(What to work on)
Return the full listing exactly as it is written.

(Provided data)
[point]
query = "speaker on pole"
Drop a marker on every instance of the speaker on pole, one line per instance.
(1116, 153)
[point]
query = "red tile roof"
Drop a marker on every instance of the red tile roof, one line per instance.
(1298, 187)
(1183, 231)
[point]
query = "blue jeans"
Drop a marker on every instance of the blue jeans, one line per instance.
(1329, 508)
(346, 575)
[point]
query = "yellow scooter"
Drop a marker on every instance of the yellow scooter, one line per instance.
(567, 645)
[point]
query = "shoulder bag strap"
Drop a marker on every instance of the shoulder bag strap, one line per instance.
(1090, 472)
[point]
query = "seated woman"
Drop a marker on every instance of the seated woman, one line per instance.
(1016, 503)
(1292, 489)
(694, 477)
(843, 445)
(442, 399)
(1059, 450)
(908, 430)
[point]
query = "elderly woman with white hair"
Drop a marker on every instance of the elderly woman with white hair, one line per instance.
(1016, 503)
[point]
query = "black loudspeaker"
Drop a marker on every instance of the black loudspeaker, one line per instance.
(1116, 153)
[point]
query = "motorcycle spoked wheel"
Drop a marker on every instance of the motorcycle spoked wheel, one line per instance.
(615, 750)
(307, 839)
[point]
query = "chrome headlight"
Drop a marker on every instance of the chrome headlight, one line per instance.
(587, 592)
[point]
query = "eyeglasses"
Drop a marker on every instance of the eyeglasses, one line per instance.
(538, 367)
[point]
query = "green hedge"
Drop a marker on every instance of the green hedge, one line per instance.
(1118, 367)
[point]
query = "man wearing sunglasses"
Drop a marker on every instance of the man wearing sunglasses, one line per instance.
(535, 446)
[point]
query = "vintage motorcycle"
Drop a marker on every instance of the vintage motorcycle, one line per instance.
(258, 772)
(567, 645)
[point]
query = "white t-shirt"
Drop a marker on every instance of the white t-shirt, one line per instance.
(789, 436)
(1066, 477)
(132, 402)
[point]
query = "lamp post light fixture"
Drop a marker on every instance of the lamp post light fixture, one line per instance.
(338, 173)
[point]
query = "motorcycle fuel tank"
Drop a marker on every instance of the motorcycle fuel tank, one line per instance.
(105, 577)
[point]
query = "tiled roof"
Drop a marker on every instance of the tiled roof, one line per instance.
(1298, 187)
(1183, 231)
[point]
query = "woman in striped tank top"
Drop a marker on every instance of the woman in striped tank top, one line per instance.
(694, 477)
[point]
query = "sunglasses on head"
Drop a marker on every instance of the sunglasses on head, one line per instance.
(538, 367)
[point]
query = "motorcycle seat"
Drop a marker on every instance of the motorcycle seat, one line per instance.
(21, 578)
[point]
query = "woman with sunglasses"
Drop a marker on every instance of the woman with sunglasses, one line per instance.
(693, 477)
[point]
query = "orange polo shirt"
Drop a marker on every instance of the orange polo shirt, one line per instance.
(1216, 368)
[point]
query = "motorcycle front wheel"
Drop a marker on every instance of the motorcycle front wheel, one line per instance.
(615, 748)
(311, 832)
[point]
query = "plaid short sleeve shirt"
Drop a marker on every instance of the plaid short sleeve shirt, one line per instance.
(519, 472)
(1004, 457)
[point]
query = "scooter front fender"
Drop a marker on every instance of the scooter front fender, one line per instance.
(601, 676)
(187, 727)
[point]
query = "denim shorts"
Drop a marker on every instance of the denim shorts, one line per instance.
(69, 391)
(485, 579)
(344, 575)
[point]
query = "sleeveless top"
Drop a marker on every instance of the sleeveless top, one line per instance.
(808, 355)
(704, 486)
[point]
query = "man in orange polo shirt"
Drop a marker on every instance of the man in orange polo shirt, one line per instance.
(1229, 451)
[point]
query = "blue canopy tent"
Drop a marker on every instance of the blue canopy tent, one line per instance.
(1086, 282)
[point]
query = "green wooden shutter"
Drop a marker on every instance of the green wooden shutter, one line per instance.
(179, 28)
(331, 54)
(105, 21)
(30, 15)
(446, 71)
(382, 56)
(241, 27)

(Result for this task)
[point]
query = "speaker on pole"
Drop a marker on every instance of the speaker on pole, one line per instance.
(1116, 153)
[point]
query = "red tile roof"
Drop a marker on every instance of the red tile roof, one line per instance.
(1298, 187)
(1183, 231)
[point]
query = "blue jeans"
Drop a marker on every instance of the blue jeans, one line per instance.
(1329, 508)
(346, 575)
[point]
query = "yellow scooter"
Drop a marker on every instance of the yellow scooter, one line per instance.
(567, 645)
[point]
query = "shoulder bag strap"
Drop a marker on every instance of the shoulder bag strap, one line per instance.
(1090, 472)
[point]
query = "seated woman"
Drop a marker on every instance of the seated woman, one line per instance.
(1016, 503)
(1292, 489)
(694, 477)
(843, 445)
(442, 399)
(1059, 450)
(908, 430)
[point]
query = "elderly woman with white hair"
Drop a marker on every instance of the elderly woman with white hair, one line per instance.
(1016, 503)
[point]
query = "black loudspeaker"
Drop a marker on every instance of the black loudspeaker, one line per instance.
(1116, 153)
[point]
query = "motorcycle spoked wheel"
Drop a marker on every instance of the motorcycle spoked wheel, one line per instance.
(615, 750)
(307, 839)
[point]
query = "chrome headlight"
Drop a marker on every instance of the chrome headlight, one line per instance.
(587, 592)
[point]
query = "eyeglasses"
Drop a marker on every instance of the eyeglasses, one line per instance.
(538, 367)
[point]
query = "green hedge"
Drop a marker on every instance of the green hedge, one line per instance.
(1118, 367)
[point]
query = "man wearing sunglasses"
Drop a marker on every instance of the man wearing sunglasses, one line per instance.
(535, 446)
[point]
query = "vintage motorcycle"
Drop a marker on every instance of the vintage motorcycle, one line per instance.
(258, 772)
(567, 645)
[point]
query = "white t-shirt"
Drop a marker on every instance of the white t-shirt, one line per instance.
(789, 436)
(1066, 477)
(132, 402)
[point]
query = "lamp post light fixture"
Drop a marker on every instance of the lamp post light fixture, one line per instance.
(338, 173)
[point]
query = "motorcycle fuel tank"
Drop a marker on every instance of the motorcycle fuel tank, one line per instance.
(105, 577)
[point]
query = "tiled roof"
Drop a marker on every instance of the tiled roof, one line per instance.
(1298, 187)
(1183, 231)
[point]
query = "woman in striped tank top"
Drop a marker on every instance of the woman in striped tank top, one line per instance.
(694, 477)
[point]
query = "sunglasses on head"
Drop a marker on every instance of the sunglasses on head, one line per instance.
(538, 367)
[point]
query = "motorcycle seat"
Drop a marker on every instance of the motorcycle seat, one line per instance.
(21, 578)
[point]
query = "woman with sunglasses"
Drop a marker on every instance of the woman with sunglasses, one line per instance.
(693, 477)
[point]
query = "orange polo shirt"
Drop a marker on every instance of the orange polo shirt, one line per instance.
(1216, 368)
[point]
query = "motorcycle front wheel"
Drop a marker on every instance of the motorcycle front wheel, one line per instance.
(615, 748)
(311, 832)
[point]
query = "plaid short sleeve shirt"
Drop a marker on every instance of the plaid short sleeve shirt, one line per instance.
(519, 472)
(1004, 457)
[point]
query = "scooter front fender"
Drop a marker on every instance of the scooter front fender, one line per instance.
(601, 676)
(187, 727)
[point]
query = "denim shorts"
Drop a marker on every instance of the denim shorts, one line per instance.
(69, 391)
(485, 579)
(344, 575)
[point]
query = "sleeveless top"
Drop a marker on every instance of the sleeveless top, one line per instance.
(808, 355)
(704, 486)
[point]
query = "man in orange polo shirt"
Drop a marker on every instance of the man in orange polo shirt, one line per instance.
(1229, 451)
[point]
query = "blue canopy tent"
Drop a marker on every instance of the blue canopy tent, one line per instance.
(1086, 282)
[point]
query = "green wooden shutter"
Drop a marker on every instance of the green wooden shutter, one line per instance.
(179, 28)
(331, 54)
(105, 21)
(30, 15)
(446, 71)
(382, 56)
(241, 27)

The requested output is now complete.